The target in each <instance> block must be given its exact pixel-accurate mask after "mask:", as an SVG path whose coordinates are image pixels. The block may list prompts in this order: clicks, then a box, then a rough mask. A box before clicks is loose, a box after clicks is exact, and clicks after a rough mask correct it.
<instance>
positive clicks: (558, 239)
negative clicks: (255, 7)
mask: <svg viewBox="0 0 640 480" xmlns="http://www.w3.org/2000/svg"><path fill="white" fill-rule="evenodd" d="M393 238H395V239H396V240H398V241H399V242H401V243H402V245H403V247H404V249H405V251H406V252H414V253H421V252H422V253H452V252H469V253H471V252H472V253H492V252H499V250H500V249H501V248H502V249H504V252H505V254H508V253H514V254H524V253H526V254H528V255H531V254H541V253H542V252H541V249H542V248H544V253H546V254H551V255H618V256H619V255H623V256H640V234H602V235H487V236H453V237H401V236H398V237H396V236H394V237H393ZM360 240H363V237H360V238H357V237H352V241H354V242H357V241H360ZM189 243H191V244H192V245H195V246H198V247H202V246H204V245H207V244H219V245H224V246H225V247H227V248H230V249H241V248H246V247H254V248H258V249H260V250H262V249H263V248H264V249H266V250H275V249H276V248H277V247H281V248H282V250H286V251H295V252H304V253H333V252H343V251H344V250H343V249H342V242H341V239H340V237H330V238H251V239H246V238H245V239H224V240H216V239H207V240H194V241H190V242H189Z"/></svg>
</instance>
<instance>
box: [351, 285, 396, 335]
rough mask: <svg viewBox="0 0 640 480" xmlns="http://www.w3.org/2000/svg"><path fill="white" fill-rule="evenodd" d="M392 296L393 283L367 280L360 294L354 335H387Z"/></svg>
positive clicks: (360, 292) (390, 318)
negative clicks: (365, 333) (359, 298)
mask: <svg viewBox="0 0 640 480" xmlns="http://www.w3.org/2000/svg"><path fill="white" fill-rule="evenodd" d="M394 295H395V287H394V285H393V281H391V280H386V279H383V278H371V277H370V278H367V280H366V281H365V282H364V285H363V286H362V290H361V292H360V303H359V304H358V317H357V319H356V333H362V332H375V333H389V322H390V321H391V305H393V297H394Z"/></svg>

• [WHAT TO WORK ON]: Swap "rough mask" for "coarse mask" in the lines starting at the one containing "</instance>" and ending at the one containing "rough mask: <svg", leaving all else unchanged. Give back only those lines.

• [ANSWER TO THE PROBLEM]:
</instance>
<instance>
box: [351, 285, 396, 335]
coarse mask: <svg viewBox="0 0 640 480" xmlns="http://www.w3.org/2000/svg"><path fill="white" fill-rule="evenodd" d="M392 296L393 283L367 280L360 294L354 335H387Z"/></svg>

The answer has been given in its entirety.